------ Given records
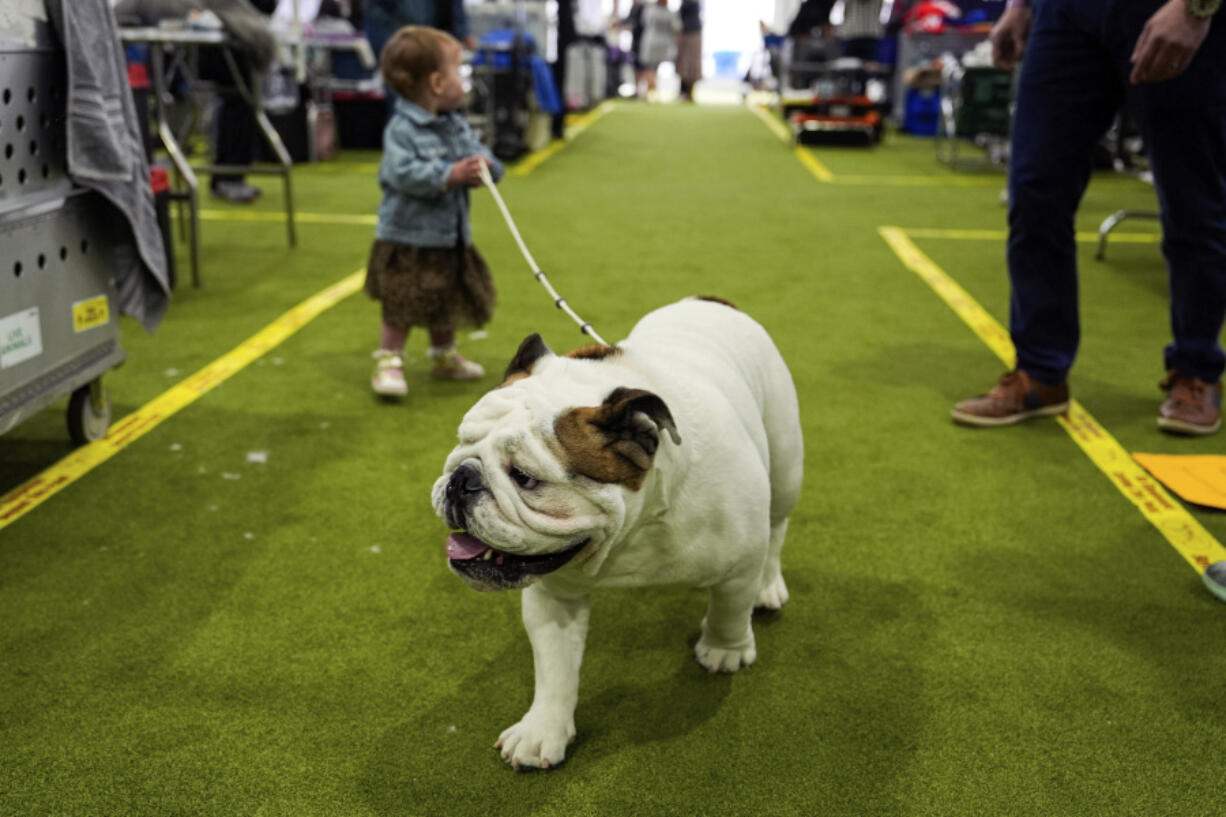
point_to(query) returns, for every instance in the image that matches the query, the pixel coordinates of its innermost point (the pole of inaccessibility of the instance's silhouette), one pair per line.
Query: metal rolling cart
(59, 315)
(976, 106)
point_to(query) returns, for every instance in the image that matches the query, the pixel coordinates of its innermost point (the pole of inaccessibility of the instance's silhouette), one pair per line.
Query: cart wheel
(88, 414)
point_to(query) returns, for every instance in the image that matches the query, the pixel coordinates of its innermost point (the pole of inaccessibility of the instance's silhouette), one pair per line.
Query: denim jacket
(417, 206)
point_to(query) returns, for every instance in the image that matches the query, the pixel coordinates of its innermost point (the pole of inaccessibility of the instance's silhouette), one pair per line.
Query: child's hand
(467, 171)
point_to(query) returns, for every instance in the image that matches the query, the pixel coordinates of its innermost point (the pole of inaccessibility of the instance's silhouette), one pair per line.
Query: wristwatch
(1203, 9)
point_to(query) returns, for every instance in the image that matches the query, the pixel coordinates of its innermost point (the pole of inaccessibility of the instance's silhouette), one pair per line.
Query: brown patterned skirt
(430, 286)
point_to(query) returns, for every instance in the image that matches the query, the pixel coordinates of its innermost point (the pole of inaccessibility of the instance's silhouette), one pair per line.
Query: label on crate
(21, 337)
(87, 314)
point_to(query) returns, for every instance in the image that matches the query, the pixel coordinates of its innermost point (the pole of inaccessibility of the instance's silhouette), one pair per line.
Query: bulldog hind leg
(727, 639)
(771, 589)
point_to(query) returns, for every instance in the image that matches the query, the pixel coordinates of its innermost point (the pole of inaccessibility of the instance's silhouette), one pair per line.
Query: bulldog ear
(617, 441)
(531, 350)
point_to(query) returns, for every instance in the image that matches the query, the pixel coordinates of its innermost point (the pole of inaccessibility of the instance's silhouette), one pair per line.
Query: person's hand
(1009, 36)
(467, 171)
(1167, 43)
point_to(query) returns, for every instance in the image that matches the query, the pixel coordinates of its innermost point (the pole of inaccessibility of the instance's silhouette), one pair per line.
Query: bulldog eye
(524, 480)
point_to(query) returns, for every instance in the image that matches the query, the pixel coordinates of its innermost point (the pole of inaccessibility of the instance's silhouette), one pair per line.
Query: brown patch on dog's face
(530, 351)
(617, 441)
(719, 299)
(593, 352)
------------
Task requirements — Verbatim reproduction of every record is required; images are left out.

Written answer —
point_to(query) returns, for every instance in the image that matches the query, the pixel coordinates of its innermost point (the pole of inaccessibility of the instance's silhouette), one pair per line.
Query: metal rolling cart
(59, 315)
(976, 106)
point_to(query) returns, for every instance in the image that matches the query, the pixel coordinates of its innermost point (the pole of inaccessibility of the instance's silhouette), one pair per line.
Query: cart wheel
(88, 414)
point_to(query) returns, for every instance in the image that matches the query, the pixel coordinates of its innermost point (the pole of inaccessibility of the instance's silhouette), one pair per line.
Query: denim jacket
(417, 206)
point_to(query) returns, for every instance in the image that matches the query, the pixel coordinates of its innermost point (the pole of inaccessibility of the instance's silhouette), one pair per line.
Query: child's hand
(467, 171)
point_to(query) returns, for every instance in the image that matches the query, the pixel coordinates of its innermost point (the pole of inaccessibility of the instance's silhouette), one pair per line.
Query: wristwatch
(1203, 9)
point_to(query) returns, for every instance in the image that matches the query, the pixel coordinates of its innermost point (the pole of inaccessibility of the instance's silhouette), one pair per line.
Query: brown patterned skirt
(430, 286)
point_to(query) returns, for every instance in the image that matches the query, the pixel coordinates of its innermost point (the pole of inaccessibility of the instance's silhouette), one pair per line.
Query: label on crate
(21, 337)
(87, 314)
point_to(query) returns, for every instance in the image that matches the query, the pixel coordinates of its innermost point (the pole of inaccessibility of the instance's silhouette), one pair per line.
Query: bulldog hind leg
(727, 639)
(771, 589)
point_to(query) returns, for every instance in the image that matches the query, the pixel coordinates of its innermost point (the pole of inaccessibility of the instance's silhouette), one pair per line.
Query: bulldog ear
(617, 441)
(531, 350)
point_to(query) returns, for every instance in the image that matches the query, the pixel coordinates of its innermost point (the pole of inaccessibility of the instance's silhouette), one pair per line.
Query: person's hand
(1009, 36)
(467, 171)
(1167, 43)
point_to(query) returns, for every instance in the image that matches the query, the pixel coordinates of its innermost point (the pole of inaccessibility of the instance's silhouette), one pair per line.
Query: bulldog eye
(524, 480)
point_to(query) returns, for every instance in the image that matches the query, the pixel coordinates of its innermost point (the pole of inaccessibility of the instance's silhouette), one pair per line.
Query: brown patch on dog's face
(530, 351)
(617, 441)
(719, 299)
(593, 352)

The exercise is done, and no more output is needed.